*** Opening Text block ***

Since March 2014, Marshall has been project director at the Good Thinking Society (GTS). His major focus has been ending the funding of homoeopathy by the National Health Service (NHS), which the GTS considers a costly waste of public money on demonstrably ineffective products; he lectured about this at QED 2015 in Manchester. In June 2015, the Daily Mirror reported that Marshall had investigated the curious case of Freeman's, a NHS-supplying pharmacy that, amongst other products, sold "homeopathic owl", apparently meant for people with sleeping problems or who "pick up the characteristics of [an owl]". Marshall commented, "Around £3–5 million is spent each year [on homeopathic products by the NHS] and it's completely worthless. People are being told that it works when there's no evidence that it does." Also in June, he and the GTS founder Simon Singh called on all remaining homoeopathy-funding CCGs in the UK to follow the example of Liverpool to reconsider their funding policies.

In May 2014, Marshall accused writers at The Daily Telegraph and the Daily Mail of "poor journalism" for uncritically picking up press releases from the British Chiropractic Association and the United Chiropractic Association, based on "flimsy studies" and assertions that were "certainly not supported by any reliable evidence". Recalling the British Chiropractic Association v Singh case, he concluded, "If chiropractors want to be taken seriously, perhaps they should focus on improving the regulation of their industry and conducting rigorous research rather than relying on PR stunts to drum up business."

*** Closing Text block ***
*** Opening Extracted information ***

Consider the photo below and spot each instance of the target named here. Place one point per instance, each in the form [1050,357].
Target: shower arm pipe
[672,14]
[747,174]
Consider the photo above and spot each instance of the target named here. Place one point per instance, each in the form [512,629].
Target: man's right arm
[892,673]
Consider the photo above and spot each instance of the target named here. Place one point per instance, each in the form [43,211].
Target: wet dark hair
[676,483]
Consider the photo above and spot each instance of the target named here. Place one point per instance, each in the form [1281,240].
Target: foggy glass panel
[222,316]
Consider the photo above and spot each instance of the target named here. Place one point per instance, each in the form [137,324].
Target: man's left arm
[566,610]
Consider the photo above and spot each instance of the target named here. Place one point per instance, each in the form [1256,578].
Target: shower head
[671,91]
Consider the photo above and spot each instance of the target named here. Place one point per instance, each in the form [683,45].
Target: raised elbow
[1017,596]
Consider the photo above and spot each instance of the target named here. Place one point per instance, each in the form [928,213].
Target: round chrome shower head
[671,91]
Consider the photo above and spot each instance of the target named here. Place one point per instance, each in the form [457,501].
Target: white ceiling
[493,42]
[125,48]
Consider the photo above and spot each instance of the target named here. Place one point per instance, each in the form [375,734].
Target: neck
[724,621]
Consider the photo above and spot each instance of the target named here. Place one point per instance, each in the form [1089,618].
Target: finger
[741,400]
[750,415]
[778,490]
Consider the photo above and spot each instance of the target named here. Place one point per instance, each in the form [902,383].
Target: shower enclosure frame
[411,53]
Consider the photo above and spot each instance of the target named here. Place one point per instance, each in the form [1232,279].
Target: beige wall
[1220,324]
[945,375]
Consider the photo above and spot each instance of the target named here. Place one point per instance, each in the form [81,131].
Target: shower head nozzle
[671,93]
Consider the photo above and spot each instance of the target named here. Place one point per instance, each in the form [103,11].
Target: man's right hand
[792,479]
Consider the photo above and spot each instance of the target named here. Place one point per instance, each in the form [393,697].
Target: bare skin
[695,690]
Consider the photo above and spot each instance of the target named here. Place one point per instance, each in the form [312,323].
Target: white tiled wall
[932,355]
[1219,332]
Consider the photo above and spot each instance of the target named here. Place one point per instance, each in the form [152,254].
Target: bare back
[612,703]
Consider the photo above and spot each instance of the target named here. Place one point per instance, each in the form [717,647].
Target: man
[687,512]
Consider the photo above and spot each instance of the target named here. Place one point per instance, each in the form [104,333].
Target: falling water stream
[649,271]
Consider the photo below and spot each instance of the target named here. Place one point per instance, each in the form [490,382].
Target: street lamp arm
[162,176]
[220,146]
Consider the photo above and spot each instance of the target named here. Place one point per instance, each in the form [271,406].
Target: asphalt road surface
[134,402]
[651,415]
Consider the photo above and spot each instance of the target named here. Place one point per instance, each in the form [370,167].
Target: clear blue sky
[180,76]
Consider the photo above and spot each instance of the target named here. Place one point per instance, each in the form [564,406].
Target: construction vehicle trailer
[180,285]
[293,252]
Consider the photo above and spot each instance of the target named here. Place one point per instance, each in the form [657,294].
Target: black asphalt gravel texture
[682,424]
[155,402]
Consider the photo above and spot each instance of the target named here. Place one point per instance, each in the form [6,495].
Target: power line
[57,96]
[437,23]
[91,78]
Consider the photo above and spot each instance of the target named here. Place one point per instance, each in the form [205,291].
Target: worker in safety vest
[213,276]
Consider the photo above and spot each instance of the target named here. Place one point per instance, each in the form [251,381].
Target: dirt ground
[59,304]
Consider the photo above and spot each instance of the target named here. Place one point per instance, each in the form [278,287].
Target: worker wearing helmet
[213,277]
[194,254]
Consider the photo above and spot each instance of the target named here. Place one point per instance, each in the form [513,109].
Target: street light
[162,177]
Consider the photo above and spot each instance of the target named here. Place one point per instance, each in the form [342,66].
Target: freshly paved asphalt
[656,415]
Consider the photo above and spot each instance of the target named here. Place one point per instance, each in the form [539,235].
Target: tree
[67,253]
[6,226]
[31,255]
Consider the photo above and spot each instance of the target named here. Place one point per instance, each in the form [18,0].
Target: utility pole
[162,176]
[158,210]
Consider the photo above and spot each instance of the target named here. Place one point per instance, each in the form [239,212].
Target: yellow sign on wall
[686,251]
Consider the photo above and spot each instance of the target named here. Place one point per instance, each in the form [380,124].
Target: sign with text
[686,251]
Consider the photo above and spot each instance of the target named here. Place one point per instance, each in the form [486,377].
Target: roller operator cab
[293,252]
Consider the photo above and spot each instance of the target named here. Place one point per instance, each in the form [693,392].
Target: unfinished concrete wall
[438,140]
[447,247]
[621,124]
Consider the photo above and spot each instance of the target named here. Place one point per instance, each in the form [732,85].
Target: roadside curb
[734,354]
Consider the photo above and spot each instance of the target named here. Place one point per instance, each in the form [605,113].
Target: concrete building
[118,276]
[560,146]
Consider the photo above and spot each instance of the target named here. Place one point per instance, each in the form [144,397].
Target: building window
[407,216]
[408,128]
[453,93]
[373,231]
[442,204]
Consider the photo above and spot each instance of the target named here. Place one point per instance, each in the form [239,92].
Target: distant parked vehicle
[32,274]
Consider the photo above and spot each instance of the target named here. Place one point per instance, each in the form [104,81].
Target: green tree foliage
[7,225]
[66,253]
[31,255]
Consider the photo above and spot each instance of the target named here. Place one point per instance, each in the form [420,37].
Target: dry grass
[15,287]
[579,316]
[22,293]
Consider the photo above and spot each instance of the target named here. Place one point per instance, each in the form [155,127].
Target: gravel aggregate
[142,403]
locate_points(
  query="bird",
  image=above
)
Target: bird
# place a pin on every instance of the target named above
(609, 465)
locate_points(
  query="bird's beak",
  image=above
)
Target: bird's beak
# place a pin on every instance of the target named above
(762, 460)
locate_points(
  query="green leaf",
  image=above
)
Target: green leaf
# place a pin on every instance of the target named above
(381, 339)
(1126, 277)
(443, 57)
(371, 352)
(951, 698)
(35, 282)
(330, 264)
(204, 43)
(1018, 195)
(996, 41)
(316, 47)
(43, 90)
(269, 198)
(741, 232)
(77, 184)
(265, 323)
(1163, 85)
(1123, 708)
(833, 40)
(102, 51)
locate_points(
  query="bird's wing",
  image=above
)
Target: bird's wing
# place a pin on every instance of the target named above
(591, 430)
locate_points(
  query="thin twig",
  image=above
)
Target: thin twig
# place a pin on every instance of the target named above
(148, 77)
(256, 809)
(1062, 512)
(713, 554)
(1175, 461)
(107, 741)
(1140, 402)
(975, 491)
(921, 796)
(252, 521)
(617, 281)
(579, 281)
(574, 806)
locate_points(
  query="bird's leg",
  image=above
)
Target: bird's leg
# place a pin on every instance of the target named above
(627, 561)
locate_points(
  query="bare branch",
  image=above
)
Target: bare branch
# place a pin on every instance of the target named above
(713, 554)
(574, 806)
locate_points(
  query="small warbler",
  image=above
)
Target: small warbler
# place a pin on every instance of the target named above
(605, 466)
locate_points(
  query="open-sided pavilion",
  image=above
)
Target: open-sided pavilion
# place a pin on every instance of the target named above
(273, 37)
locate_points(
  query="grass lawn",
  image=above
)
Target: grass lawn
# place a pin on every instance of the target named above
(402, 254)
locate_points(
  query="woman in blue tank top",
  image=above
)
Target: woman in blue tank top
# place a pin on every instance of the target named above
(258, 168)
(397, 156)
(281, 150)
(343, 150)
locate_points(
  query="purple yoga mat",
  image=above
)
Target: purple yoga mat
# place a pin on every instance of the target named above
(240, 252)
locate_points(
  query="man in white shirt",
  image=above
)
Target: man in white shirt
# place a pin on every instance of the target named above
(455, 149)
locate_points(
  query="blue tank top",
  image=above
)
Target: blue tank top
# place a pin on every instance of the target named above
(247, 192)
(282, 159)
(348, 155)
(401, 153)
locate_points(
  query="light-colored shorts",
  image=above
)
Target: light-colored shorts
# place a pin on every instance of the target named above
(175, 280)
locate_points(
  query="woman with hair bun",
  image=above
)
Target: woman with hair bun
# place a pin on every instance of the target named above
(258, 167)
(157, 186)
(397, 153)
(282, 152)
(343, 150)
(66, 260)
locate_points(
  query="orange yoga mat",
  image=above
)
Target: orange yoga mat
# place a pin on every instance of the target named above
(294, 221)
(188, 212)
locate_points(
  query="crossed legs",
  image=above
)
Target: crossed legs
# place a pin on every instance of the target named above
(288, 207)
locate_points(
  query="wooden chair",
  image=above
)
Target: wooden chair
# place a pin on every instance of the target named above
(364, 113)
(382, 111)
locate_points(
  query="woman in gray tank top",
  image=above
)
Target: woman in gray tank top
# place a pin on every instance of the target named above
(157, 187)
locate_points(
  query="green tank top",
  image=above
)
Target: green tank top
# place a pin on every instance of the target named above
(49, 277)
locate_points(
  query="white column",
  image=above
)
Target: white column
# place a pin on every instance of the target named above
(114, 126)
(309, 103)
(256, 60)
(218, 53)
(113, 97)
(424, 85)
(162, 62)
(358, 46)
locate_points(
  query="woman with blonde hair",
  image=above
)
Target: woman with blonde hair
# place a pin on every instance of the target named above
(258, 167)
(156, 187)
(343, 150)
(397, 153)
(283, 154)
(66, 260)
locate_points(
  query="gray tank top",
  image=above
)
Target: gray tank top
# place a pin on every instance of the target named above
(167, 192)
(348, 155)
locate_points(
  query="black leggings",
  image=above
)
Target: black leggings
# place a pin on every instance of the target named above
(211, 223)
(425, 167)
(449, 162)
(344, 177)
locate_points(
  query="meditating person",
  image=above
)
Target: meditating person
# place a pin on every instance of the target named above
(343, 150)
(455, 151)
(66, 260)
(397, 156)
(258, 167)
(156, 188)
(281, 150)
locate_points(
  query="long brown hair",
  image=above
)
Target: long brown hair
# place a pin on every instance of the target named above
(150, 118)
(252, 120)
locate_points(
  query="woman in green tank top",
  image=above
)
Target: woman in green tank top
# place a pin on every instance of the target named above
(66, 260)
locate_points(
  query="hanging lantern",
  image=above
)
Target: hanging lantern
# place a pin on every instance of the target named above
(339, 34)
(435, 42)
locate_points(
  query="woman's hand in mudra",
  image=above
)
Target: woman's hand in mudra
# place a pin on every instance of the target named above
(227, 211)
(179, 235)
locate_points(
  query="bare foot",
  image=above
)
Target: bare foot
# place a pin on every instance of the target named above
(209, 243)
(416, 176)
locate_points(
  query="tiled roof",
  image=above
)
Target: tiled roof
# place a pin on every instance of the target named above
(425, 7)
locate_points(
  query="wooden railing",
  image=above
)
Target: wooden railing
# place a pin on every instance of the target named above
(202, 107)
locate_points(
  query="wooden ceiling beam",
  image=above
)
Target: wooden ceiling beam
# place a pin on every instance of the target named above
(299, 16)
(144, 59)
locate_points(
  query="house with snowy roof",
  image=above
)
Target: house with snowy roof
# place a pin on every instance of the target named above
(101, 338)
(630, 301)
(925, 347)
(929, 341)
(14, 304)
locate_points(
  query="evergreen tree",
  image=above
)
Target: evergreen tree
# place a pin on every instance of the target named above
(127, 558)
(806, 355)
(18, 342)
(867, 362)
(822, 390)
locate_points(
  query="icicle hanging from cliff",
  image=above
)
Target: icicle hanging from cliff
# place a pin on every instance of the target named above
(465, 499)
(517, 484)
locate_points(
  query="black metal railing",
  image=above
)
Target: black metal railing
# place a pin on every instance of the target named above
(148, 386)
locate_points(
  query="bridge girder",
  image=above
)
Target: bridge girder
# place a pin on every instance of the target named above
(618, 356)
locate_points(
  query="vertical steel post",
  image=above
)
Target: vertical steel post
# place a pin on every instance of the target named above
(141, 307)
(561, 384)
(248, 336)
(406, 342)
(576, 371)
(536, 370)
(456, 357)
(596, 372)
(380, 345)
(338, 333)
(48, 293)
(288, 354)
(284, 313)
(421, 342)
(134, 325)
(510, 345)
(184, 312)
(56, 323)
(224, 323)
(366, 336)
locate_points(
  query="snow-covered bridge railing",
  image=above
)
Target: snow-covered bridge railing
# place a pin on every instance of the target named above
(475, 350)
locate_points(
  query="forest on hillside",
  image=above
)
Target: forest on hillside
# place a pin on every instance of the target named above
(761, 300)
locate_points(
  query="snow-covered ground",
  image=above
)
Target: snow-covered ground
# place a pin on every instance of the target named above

*** Closing Extracted information ***

Exercise requirements >>
Please write out the full text about Marshall's campaigns at the Good Thinking Society, word for word. The records are separate from the text.

Result of this exercise >>
Since March 2014, Marshall has been project director at the Good Thinking Society (GTS). His major focus has been ending the funding of homoeopathy by the National Health Service (NHS), which the GTS considers a costly waste of public money on demonstrably ineffective products; he lectured about this at QED 2015 in Manchester. In June 2015, the Daily Mirror reported that Marshall had investigated the curious case of Freeman's, a NHS-supplying pharmacy that, amongst other products, sold "homeopathic owl", apparently meant for people with sleeping problems or who "pick up the characteristics of [an owl]". Marshall commented, "Around £3–5 million is spent each year [on homeopathic products by the NHS] and it's completely worthless. People are being told that it works when there's no evidence that it does." Also in June, he and the GTS founder Simon Singh called on all remaining homoeopathy-funding CCGs in the UK to follow the example of Liverpool to reconsider their funding policies.

In May 2014, Marshall accused writers at The Daily Telegraph and the Daily Mail of "poor journalism" for uncritically picking up press releases from the British Chiropractic Association and the United Chiropractic Association, based on "flimsy studies" and assertions that were "certainly not supported by any reliable evidence". Recalling the British Chiropractic Association v Singh case, he concluded, "If chiropractors want to be taken seriously, perhaps they should focus on improving the regulation of their industry and conducting rigorous research rather than relying on PR stunts to drum up business."